When training the one-class classifiers with the normal data, the sample was assumed to be contaminated with some abnormal data. In the context of normal WSIs, this may include artifacts, tissue folds, stain sedimentation, pen markings, and out-of-focus slide areas. Both Isolation Forest and one-class SVM use methods to incorporate this assumption. One-class SVM utilizes a factor called ν to set an upper bound on the fraction of margin errors and a lower bound on the fraction of support vectors relative to the total number of training examples22. We set ν = 5% of the total cases according to the expert’s opinion and let the Isolation Forest classifier deduct this parameter automatically according to the method described in the original paper20. The pseudocode of creating and using the normal atlas is outlined in algorithms 1 and 2. The pipeline of creating the normal atlas is also visually shown in Fig. 1. We used the Python library SciKit Learn for the implementation of Isolation Forest and one-class SVM23. All the experiments were executed on a Linux-based server with two AMD EPYC 7413 CPUs and one NVIDIA A100 GPU with 80GB memory. The GPU was used for inferring deep features from the patches. Training One-class classifiers and using them as predicted were handled on the CPUs along with index and search.

Figure 1
figure 1

The general workflow of creating the normal atlas: (a) Normal WSIs are generated by scanning slides of known normal tissue biopsies, (b) Deep features of normal WSIs are obtained by passing the patches from each WSI through a deep network; the resulting deep features are stored in the normal atlas, (c) The constructed normal atlas is used to differentiate normal vs. abnormal deep features from unknown patches obtained using the same preprocessing and feature extraction method.

Algorithm 1
figure a

Pseudocode for creating the normal atlas given a set of normal WSIs IN.

▶ Records provided
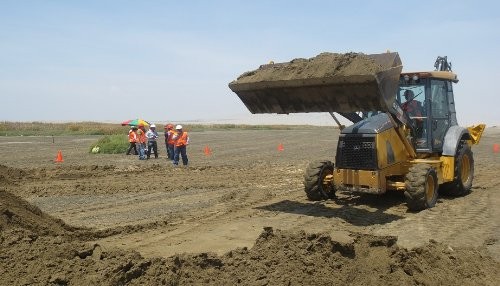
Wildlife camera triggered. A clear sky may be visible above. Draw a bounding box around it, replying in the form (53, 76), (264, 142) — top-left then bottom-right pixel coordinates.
(0, 0), (500, 126)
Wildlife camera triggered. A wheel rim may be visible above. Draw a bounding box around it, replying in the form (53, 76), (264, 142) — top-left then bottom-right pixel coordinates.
(460, 155), (470, 185)
(425, 175), (436, 203)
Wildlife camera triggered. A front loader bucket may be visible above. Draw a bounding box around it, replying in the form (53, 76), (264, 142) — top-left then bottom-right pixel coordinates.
(229, 53), (402, 114)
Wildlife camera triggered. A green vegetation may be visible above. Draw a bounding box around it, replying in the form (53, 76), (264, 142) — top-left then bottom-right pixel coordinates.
(0, 121), (128, 136)
(0, 121), (337, 136)
(89, 135), (129, 154)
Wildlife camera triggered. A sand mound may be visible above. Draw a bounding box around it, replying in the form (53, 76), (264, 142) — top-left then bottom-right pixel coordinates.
(236, 53), (382, 83)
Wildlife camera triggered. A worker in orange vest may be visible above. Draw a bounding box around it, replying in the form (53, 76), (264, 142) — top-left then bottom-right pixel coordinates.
(127, 126), (137, 155)
(165, 124), (177, 161)
(137, 129), (147, 160)
(173, 125), (189, 166)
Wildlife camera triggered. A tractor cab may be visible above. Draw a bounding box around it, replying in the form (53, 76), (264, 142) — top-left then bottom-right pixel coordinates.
(396, 58), (458, 153)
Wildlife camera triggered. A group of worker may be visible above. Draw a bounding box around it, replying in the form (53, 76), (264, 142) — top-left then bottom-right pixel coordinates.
(126, 124), (189, 166)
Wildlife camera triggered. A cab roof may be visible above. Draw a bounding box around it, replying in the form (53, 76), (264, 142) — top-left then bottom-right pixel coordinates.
(401, 71), (458, 83)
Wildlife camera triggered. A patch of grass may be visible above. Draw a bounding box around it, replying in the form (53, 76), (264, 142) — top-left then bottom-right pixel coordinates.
(0, 121), (337, 136)
(89, 135), (129, 154)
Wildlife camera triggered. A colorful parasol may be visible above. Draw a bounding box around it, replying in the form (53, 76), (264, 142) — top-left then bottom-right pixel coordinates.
(122, 118), (150, 126)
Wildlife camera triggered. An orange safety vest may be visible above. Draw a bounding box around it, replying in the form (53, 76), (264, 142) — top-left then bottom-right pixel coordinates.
(167, 130), (177, 145)
(128, 130), (137, 143)
(137, 132), (146, 143)
(175, 132), (189, 147)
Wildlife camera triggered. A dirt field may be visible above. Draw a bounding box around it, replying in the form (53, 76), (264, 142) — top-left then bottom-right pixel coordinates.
(0, 128), (500, 285)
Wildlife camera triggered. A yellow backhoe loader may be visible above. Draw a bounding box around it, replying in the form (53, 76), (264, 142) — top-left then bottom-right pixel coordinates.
(229, 52), (485, 210)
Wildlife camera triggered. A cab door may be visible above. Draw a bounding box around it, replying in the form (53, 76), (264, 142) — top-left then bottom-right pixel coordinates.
(429, 79), (452, 152)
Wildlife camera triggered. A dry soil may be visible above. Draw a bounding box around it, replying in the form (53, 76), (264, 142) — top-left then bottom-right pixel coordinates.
(0, 128), (500, 285)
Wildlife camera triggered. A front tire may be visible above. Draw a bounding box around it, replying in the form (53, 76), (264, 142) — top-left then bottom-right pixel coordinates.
(304, 160), (335, 201)
(440, 141), (474, 197)
(405, 164), (438, 211)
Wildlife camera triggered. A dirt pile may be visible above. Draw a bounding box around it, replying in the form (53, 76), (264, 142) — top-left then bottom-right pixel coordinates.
(233, 53), (383, 83)
(0, 191), (499, 285)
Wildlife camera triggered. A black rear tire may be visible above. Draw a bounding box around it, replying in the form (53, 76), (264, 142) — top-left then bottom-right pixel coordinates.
(304, 160), (335, 201)
(439, 141), (474, 197)
(405, 164), (438, 211)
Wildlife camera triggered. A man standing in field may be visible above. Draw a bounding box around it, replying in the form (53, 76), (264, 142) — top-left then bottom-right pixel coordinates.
(137, 129), (146, 160)
(173, 125), (189, 166)
(165, 124), (176, 161)
(146, 124), (158, 159)
(127, 126), (137, 155)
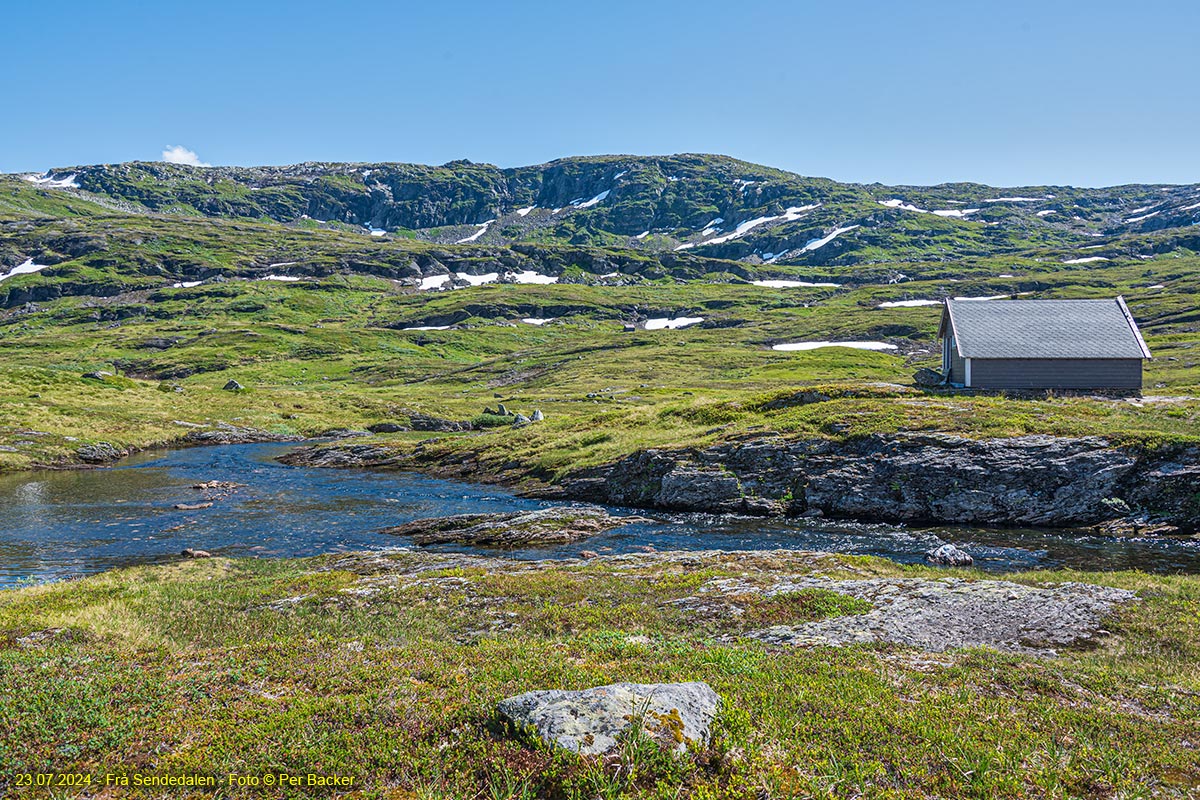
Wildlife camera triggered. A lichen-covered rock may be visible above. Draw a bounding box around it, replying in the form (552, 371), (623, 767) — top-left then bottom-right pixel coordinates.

▶ Work item
Please copy the text on the normal atlas from "The general workflow" to "feature extraction method.", renaming "normal atlas" to "reference atlas". The records have no connection to the text.

▶ Exercise response
The general workflow of creating the reference atlas: (a) Normal WSIs are generated by scanning slides of known normal tissue biopsies, (b) Deep features of normal WSIs are obtained by passing the patches from each WSI through a deep network; the resulting deep features are stored in the reference atlas, (c) The constructed reference atlas is used to differentiate normal vs. abnormal deep features from unknown patches obtained using the same preprocessing and feature extraction method.